(Natural-language object grounding data)
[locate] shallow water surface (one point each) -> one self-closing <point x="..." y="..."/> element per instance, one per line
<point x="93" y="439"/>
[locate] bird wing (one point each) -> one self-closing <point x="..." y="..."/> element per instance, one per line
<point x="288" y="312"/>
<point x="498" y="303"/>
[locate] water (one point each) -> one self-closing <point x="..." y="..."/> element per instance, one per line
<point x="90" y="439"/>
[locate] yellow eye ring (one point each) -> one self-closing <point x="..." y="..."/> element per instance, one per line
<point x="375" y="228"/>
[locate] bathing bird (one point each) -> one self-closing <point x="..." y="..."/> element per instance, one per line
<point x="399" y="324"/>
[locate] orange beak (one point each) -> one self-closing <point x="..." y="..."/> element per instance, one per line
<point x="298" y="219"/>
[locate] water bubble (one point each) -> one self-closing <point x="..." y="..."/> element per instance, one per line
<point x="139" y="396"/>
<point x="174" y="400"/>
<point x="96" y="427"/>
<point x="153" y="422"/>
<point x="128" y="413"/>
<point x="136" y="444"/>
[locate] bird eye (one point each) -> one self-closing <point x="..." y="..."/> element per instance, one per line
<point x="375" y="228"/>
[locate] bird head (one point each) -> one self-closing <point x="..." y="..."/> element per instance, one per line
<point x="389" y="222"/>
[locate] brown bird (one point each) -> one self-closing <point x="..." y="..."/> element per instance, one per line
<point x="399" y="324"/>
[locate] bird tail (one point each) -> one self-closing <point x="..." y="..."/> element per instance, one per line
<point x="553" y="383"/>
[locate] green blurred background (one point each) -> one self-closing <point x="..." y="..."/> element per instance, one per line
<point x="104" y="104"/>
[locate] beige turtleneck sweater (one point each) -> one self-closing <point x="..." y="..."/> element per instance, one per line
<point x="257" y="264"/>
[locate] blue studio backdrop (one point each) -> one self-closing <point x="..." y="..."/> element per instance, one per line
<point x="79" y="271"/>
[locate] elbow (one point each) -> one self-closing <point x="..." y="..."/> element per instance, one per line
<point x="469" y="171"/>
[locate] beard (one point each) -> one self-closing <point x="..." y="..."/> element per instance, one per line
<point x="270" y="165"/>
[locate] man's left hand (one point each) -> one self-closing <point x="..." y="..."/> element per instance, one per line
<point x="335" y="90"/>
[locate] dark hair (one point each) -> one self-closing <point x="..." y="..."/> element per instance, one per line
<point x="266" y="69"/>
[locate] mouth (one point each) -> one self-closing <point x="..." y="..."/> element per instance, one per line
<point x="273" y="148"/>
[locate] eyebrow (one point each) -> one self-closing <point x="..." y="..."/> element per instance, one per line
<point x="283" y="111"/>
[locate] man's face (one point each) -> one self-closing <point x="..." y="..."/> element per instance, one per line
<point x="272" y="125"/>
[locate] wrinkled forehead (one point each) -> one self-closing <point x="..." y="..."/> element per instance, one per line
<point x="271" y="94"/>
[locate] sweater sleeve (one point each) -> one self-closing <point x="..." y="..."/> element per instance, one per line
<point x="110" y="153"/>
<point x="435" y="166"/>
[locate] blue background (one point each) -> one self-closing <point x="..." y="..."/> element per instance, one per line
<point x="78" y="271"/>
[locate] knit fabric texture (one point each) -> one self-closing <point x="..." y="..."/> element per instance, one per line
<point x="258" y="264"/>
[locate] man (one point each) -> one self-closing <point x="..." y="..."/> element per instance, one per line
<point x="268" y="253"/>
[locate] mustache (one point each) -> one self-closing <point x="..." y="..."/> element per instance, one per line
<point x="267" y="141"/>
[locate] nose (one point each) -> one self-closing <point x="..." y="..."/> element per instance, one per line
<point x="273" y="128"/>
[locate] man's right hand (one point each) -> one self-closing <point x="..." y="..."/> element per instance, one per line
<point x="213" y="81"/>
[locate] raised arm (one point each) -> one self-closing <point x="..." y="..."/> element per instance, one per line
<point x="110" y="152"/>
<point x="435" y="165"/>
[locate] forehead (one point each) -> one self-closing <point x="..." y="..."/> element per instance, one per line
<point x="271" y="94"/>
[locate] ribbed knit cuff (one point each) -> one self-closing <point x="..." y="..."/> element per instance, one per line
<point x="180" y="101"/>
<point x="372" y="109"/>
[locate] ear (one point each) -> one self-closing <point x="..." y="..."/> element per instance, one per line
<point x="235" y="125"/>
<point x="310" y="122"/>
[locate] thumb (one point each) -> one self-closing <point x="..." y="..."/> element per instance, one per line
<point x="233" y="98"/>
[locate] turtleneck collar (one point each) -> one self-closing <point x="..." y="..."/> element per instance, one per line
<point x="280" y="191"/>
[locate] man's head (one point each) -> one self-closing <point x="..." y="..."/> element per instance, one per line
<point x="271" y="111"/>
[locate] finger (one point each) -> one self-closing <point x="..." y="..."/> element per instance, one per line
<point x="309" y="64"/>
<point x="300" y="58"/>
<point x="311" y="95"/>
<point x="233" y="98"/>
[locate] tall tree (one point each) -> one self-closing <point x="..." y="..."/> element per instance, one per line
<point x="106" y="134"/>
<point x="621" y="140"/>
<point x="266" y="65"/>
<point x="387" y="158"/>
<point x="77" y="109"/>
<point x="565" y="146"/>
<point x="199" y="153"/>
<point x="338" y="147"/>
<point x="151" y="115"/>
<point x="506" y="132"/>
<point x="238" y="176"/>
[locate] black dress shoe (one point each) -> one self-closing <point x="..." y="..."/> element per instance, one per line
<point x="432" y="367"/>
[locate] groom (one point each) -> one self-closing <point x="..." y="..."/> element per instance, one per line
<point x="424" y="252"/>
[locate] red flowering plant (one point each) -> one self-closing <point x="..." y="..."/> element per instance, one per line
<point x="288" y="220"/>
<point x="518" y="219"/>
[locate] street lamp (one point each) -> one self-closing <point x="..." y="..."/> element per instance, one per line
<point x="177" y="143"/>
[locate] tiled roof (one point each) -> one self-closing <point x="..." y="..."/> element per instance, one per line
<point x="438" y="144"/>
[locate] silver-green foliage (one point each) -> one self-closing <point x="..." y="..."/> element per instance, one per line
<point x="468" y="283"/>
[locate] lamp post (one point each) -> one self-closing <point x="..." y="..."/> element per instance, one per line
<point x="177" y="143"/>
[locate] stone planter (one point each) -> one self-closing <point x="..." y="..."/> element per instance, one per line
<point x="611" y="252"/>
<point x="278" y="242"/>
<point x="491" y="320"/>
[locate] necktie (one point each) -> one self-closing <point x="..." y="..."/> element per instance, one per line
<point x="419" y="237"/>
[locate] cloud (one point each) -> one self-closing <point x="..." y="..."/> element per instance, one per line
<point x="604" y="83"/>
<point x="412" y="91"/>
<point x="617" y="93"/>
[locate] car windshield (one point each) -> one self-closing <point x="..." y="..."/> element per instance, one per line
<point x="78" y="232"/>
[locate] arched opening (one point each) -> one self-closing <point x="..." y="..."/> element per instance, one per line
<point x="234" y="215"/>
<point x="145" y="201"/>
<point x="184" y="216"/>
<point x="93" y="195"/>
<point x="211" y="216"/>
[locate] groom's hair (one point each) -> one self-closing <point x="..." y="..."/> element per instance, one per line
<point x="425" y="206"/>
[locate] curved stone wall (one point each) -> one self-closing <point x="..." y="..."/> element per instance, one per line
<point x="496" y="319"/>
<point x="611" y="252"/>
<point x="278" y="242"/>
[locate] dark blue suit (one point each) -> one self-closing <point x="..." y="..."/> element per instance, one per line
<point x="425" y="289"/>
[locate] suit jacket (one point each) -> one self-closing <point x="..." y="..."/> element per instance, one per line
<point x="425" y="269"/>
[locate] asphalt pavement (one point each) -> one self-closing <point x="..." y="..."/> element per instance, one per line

- TASK OBJECTIVE
Extract all of the data shown above without alteration.

- WORKED SOLUTION
[locate] shallow water surface (one point each) -> one self-closing <point x="..." y="..."/> element per instance, one per line
<point x="93" y="439"/>
[locate] bird wing (one point each) -> one self-closing <point x="..." y="..."/> element per instance, one per line
<point x="288" y="312"/>
<point x="498" y="303"/>
[locate] water (one point each) -> one self-closing <point x="..." y="..."/> element per instance, one per line
<point x="90" y="439"/>
[locate] yellow eye ring (one point each) -> one self-closing <point x="..." y="..."/> element per instance, one per line
<point x="375" y="228"/>
[locate] bathing bird (one point each) -> one self-closing <point x="..." y="..."/> element per instance, one per line
<point x="399" y="324"/>
[locate] orange beak (one point each) -> one self-closing <point x="..." y="..."/> element per instance, one per line
<point x="298" y="219"/>
[locate] water bubble (one point each) -> one self-closing <point x="..." y="..."/> element per instance, one per line
<point x="139" y="396"/>
<point x="174" y="400"/>
<point x="96" y="427"/>
<point x="153" y="422"/>
<point x="128" y="413"/>
<point x="136" y="444"/>
[locate] bird eye (one point each) -> one self-closing <point x="..." y="..."/> element per instance, one per line
<point x="375" y="228"/>
[locate] bird head (one point each) -> one self-closing <point x="..." y="..."/> element per instance, one per line
<point x="389" y="222"/>
[locate] brown bird (one point each) -> one self-closing <point x="..." y="..."/> element per instance, one per line
<point x="399" y="324"/>
[locate] bird tail (one point each) -> one self-closing <point x="..." y="..."/> element per instance, one per line
<point x="553" y="383"/>
[locate] green blurred background (one point each) -> one self-closing <point x="..." y="..."/> element per instance, one per line
<point x="104" y="104"/>
[locate] beige turtleneck sweater (one point each) -> one self-closing <point x="..." y="..."/> element per instance, one per line
<point x="257" y="264"/>
[locate] blue studio backdrop (one point each) -> one self-closing <point x="..." y="..."/> element per instance, one per line
<point x="79" y="271"/>
[locate] elbow (one point each) -> one self-closing <point x="..." y="..."/> element per instance, one per line
<point x="469" y="171"/>
[locate] beard (one point each) -> one self-closing <point x="..." y="..."/> element per instance, one per line
<point x="270" y="165"/>
[locate] man's left hand (one point each) -> one self-closing <point x="..." y="..."/> element per instance, one per line
<point x="335" y="90"/>
[locate] dark hair (one point each) -> one self-closing <point x="..." y="..."/> element per instance, one per line
<point x="266" y="69"/>
[locate] mouth (one point each) -> one self-closing <point x="..." y="..."/> element per instance, one per line
<point x="273" y="148"/>
[locate] eyebrow (one point each) -> one self-closing <point x="..." y="..."/> element per instance, one per line
<point x="283" y="111"/>
[locate] man's face (one point each) -> one self-closing <point x="..." y="..."/> element per instance, one per line
<point x="272" y="125"/>
[locate] wrinkled forehead (one point each) -> one self-closing <point x="..." y="..."/> element per instance, one per line
<point x="271" y="94"/>
[locate] sweater sleeve (one point each) -> one self-closing <point x="..." y="..."/> element per instance, one per line
<point x="110" y="153"/>
<point x="435" y="166"/>
[locate] blue background (one point each) -> one self-closing <point x="..." y="..."/> element per instance, one per line
<point x="78" y="271"/>
[locate] knit fabric texture (one point each) -> one self-closing <point x="..." y="..."/> element per instance, one per line
<point x="258" y="264"/>
[locate] man (one point each) -> one self-closing <point x="..." y="..."/> element per instance, one per line
<point x="268" y="253"/>
[locate] mustache (one point each) -> one self-closing <point x="..." y="..."/> element per instance, one per line
<point x="267" y="141"/>
[locate] nose (one point each) -> one self-closing <point x="..." y="..."/> element per instance, one per line
<point x="273" y="128"/>
[locate] man's right hand (one point each) -> one self-closing <point x="..." y="..."/> element per instance, one per line
<point x="213" y="81"/>
[locate] raised arm (one point each) -> one self-closing <point x="..." y="..."/> element per instance, one per line
<point x="110" y="152"/>
<point x="435" y="165"/>
[locate] forehead (one point each) -> one self-closing <point x="..." y="..."/> element per instance, one per line
<point x="271" y="94"/>
[locate] ribbed knit cuff (one point each) -> one self-closing <point x="..." y="..."/> element per instance, one per line
<point x="180" y="101"/>
<point x="372" y="109"/>
[locate] ear (one point each) -> one self-closing <point x="..." y="..."/> element per instance, one per line
<point x="235" y="125"/>
<point x="310" y="122"/>
[locate] thumb (one point each) -> one self-closing <point x="..." y="..."/> element per instance, one per line
<point x="233" y="98"/>
[locate] turtleneck collar (one point each) -> one self-closing <point x="..." y="..."/> element per instance, one per line
<point x="280" y="191"/>
[locate] man's head (one point each) -> one self-closing <point x="..." y="..."/> element per instance, one per line
<point x="271" y="111"/>
[locate] finger (one point each) -> one self-closing <point x="..." y="..."/> element per instance, one per line
<point x="309" y="64"/>
<point x="300" y="58"/>
<point x="311" y="95"/>
<point x="233" y="98"/>
[locate] tall tree (one point each) -> one self-closing <point x="..." y="..."/> element per instance, one per line
<point x="106" y="134"/>
<point x="621" y="140"/>
<point x="266" y="65"/>
<point x="387" y="158"/>
<point x="77" y="109"/>
<point x="565" y="146"/>
<point x="199" y="153"/>
<point x="338" y="147"/>
<point x="151" y="115"/>
<point x="506" y="132"/>
<point x="238" y="176"/>
[locate] black dress shoe (one point each) -> one self-closing <point x="..." y="..."/> element per instance, one per line
<point x="432" y="367"/>
[locate] groom (one point each) -> one self-closing <point x="..." y="..."/> element per instance, one per line
<point x="424" y="252"/>
[locate] red flowering plant (one point each) -> one self-closing <point x="..." y="..."/> element per instance, one per line
<point x="288" y="220"/>
<point x="518" y="219"/>
[locate] street lamp (one point each) -> one self-closing <point x="..." y="..."/> element per instance, one per line
<point x="177" y="143"/>
[locate] tiled roof (one point each) -> one self-closing <point x="..." y="..."/> element per instance, one per line
<point x="438" y="144"/>
[locate] silver-green foliage (one point each) -> one self-closing <point x="..." y="..."/> element per instance, one per line
<point x="468" y="283"/>
[locate] lamp post (one point each) -> one self-closing <point x="..." y="..."/> element per instance, one per line
<point x="177" y="143"/>
[locate] stone planter (one point each) -> one self-closing <point x="..." y="..."/> element per instance, one per line
<point x="611" y="252"/>
<point x="278" y="242"/>
<point x="491" y="320"/>
[locate] necktie (one point each) -> one self-closing <point x="..." y="..."/> element per instance, one per line
<point x="419" y="237"/>
[locate] cloud (one point each) -> one self-closing <point x="..." y="..."/> element per instance, one per line
<point x="604" y="83"/>
<point x="412" y="91"/>
<point x="617" y="93"/>
[locate] car windshield (one point each) -> one self-closing <point x="..." y="..."/> element per instance, one per line
<point x="78" y="232"/>
[locate] arched opening (one point each) -> one self-closing <point x="..." y="..."/> element per instance, one per line
<point x="234" y="215"/>
<point x="145" y="201"/>
<point x="184" y="216"/>
<point x="93" y="195"/>
<point x="211" y="216"/>
[locate] groom's hair (one point each) -> one self-closing <point x="..." y="..."/> element per instance, one per line
<point x="425" y="206"/>
[locate] curved stone wall (one point each) -> one self-closing <point x="..." y="..."/> element per instance, one per line
<point x="496" y="319"/>
<point x="611" y="252"/>
<point x="278" y="242"/>
[locate] dark blue suit (one point each) -> one self-closing <point x="..." y="..."/> element per instance, one per line
<point x="425" y="289"/>
[locate] suit jacket (one point each) -> one self-closing <point x="..." y="..."/> element per instance, one per line
<point x="425" y="269"/>
[locate] asphalt pavement (one point each) -> one self-closing <point x="..." y="..."/> element per instance, one per line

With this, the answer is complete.